** begin DATA ROWS **
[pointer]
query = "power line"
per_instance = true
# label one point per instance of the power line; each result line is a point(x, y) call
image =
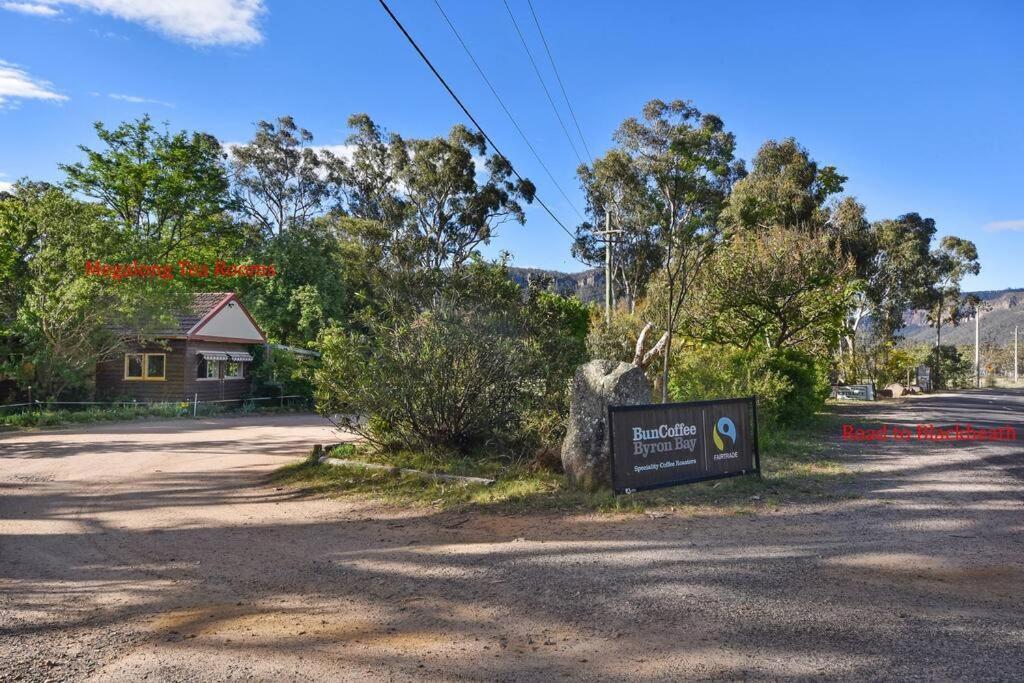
point(537, 71)
point(466, 112)
point(559, 79)
point(494, 91)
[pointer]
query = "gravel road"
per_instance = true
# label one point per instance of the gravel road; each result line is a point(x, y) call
point(158, 551)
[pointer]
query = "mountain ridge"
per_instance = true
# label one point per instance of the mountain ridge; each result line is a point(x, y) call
point(1006, 307)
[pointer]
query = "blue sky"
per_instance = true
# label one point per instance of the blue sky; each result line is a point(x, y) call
point(919, 102)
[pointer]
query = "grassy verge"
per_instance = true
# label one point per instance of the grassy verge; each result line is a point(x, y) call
point(794, 463)
point(51, 417)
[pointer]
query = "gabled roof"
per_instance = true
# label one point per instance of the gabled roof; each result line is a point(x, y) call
point(226, 319)
point(203, 304)
point(204, 308)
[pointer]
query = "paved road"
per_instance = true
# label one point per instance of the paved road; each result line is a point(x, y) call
point(159, 550)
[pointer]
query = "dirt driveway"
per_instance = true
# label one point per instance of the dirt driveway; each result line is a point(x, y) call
point(159, 551)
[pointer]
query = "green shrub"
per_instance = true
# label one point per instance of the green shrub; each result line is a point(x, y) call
point(450, 379)
point(791, 385)
point(950, 369)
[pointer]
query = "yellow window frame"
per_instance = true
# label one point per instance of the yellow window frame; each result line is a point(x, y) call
point(145, 369)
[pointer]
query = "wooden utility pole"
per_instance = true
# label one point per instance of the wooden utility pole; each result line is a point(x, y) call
point(607, 232)
point(977, 351)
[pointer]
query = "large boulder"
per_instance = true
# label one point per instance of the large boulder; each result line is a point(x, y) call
point(586, 452)
point(896, 389)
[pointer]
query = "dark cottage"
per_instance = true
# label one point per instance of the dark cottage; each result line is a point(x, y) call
point(209, 354)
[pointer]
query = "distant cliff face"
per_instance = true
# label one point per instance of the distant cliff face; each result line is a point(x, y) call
point(1007, 310)
point(996, 325)
point(588, 285)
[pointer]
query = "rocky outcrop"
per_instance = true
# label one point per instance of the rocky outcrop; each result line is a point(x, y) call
point(586, 452)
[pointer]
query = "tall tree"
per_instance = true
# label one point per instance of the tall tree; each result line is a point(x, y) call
point(784, 187)
point(427, 193)
point(170, 189)
point(954, 259)
point(66, 321)
point(680, 165)
point(280, 179)
point(893, 263)
point(778, 288)
point(611, 185)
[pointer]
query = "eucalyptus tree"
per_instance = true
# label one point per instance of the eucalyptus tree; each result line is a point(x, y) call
point(280, 179)
point(785, 187)
point(677, 166)
point(776, 288)
point(169, 190)
point(949, 263)
point(437, 199)
point(611, 185)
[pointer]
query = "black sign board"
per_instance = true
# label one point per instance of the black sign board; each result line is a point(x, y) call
point(925, 378)
point(854, 391)
point(665, 444)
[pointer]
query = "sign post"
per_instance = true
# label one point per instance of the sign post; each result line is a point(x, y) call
point(667, 444)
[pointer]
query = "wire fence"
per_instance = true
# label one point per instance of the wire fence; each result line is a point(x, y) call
point(193, 404)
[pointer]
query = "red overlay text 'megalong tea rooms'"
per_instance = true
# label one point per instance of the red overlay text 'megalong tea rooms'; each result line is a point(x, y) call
point(182, 268)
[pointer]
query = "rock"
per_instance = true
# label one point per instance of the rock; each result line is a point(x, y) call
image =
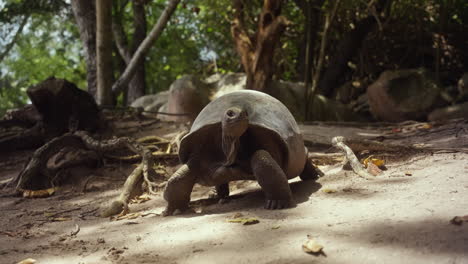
** end DATA ROWS **
**DO THIS:**
Locate every line in the entries above that contains the word "cottage" and copy each one.

**IN RESPONSE:**
query = "dark cottage"
# label one point per instance of the dark cottage; each result line is a point(x, y) call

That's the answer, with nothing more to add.